(A block of data)
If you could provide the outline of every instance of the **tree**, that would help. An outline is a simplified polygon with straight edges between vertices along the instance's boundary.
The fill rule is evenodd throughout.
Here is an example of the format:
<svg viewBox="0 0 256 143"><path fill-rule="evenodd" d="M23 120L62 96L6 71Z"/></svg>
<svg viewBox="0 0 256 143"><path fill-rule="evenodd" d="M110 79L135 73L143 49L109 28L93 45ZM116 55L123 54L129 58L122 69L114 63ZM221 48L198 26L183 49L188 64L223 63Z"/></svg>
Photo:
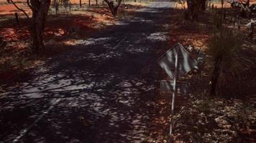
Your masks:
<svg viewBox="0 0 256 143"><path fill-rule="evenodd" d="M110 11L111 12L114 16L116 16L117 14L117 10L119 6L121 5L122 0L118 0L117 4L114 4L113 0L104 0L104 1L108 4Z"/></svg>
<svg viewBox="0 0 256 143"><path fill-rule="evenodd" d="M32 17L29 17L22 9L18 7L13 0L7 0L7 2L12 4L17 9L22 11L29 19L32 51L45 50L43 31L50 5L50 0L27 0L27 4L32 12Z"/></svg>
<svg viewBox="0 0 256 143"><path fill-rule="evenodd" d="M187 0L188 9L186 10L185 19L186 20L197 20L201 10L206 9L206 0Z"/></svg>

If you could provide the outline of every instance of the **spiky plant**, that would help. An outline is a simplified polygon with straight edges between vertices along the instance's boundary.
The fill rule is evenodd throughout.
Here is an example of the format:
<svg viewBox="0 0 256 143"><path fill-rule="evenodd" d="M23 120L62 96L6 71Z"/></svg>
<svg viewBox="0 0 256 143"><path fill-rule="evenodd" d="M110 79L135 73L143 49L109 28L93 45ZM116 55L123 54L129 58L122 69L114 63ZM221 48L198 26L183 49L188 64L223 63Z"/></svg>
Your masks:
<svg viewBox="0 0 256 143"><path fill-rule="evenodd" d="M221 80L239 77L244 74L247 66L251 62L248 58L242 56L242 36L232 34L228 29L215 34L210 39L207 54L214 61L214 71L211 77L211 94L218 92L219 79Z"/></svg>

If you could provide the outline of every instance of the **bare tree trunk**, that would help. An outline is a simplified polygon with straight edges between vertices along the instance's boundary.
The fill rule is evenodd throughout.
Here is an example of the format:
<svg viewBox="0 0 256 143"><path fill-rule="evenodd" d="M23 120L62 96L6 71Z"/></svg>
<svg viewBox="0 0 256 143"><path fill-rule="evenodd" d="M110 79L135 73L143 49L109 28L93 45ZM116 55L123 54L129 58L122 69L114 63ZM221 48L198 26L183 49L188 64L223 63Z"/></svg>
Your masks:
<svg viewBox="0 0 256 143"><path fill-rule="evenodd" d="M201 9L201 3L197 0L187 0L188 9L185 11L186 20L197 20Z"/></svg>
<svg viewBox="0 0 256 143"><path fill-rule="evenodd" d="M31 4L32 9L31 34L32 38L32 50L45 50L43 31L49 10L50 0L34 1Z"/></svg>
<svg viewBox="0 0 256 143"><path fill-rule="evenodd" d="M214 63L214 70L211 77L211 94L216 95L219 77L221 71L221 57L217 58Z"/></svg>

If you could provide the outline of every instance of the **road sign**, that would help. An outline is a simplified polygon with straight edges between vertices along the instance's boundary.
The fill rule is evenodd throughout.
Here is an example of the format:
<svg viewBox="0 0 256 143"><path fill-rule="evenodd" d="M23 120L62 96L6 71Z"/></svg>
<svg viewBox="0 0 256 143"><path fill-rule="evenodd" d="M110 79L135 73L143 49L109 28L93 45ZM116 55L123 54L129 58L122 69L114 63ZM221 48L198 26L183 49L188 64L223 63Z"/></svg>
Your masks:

--

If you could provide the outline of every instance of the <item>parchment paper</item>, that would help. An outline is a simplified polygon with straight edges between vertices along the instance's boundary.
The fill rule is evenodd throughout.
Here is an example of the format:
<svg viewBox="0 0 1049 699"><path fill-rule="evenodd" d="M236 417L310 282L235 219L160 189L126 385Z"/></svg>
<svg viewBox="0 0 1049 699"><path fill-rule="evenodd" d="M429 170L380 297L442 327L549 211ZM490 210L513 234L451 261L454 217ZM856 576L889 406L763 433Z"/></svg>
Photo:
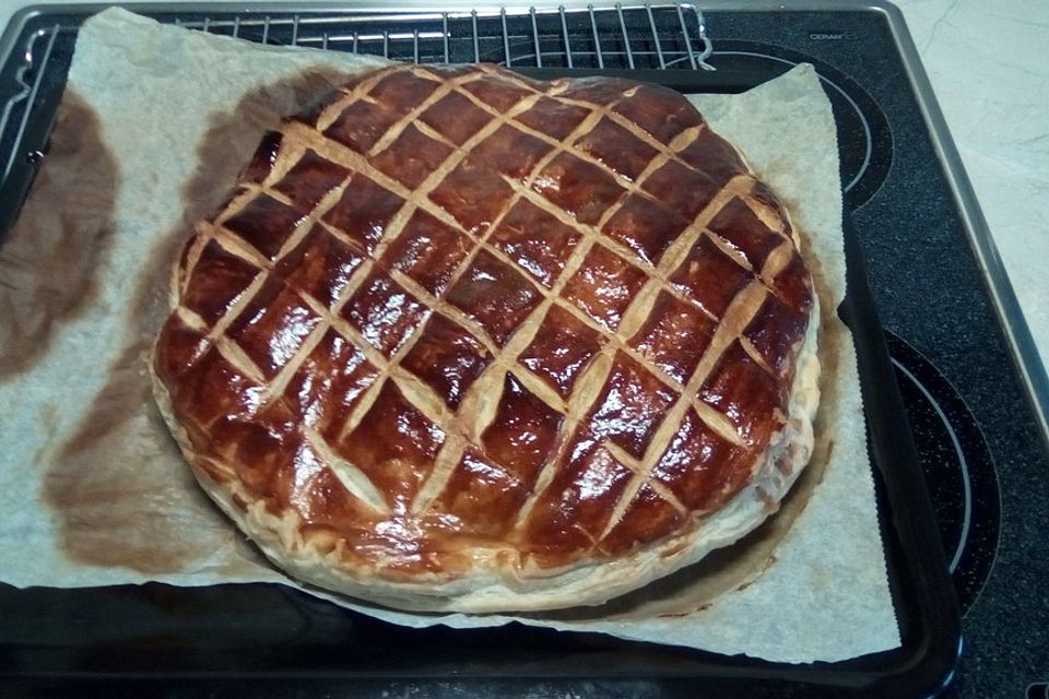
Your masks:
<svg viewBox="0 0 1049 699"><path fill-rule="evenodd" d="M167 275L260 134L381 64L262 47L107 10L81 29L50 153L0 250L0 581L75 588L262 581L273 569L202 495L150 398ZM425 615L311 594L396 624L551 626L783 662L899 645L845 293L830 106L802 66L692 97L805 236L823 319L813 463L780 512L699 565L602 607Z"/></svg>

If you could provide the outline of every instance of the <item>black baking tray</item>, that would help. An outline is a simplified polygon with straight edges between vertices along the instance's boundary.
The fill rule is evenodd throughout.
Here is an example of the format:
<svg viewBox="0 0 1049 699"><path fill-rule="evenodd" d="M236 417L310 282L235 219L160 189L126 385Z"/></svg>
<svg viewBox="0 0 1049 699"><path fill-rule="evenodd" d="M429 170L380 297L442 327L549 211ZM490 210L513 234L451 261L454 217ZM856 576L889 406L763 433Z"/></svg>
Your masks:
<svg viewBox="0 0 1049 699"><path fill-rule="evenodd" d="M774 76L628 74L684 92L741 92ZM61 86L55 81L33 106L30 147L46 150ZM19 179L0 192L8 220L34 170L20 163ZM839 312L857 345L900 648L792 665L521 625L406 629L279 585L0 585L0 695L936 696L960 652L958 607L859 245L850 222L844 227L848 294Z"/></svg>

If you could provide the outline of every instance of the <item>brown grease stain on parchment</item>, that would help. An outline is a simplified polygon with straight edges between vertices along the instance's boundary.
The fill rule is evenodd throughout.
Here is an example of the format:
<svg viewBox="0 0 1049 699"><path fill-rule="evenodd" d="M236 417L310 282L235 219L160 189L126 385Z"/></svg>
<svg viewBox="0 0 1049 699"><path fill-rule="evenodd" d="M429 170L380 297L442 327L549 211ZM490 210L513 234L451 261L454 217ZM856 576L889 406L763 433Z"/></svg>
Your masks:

» **GOAL**
Report each line above that contains the string "tree". Copy every such line in full.

» **WRITTEN REPLY**
If you could provide the outline of every instance of the **tree**, that would help. An outline is a simplified polygon with straight edges between vertices along the instance's boundary.
If you could provide the outline of every instance of the **bare tree trunk**, that would help. An outline is a simplified polygon with straight edges between vertices along the instance's boundary.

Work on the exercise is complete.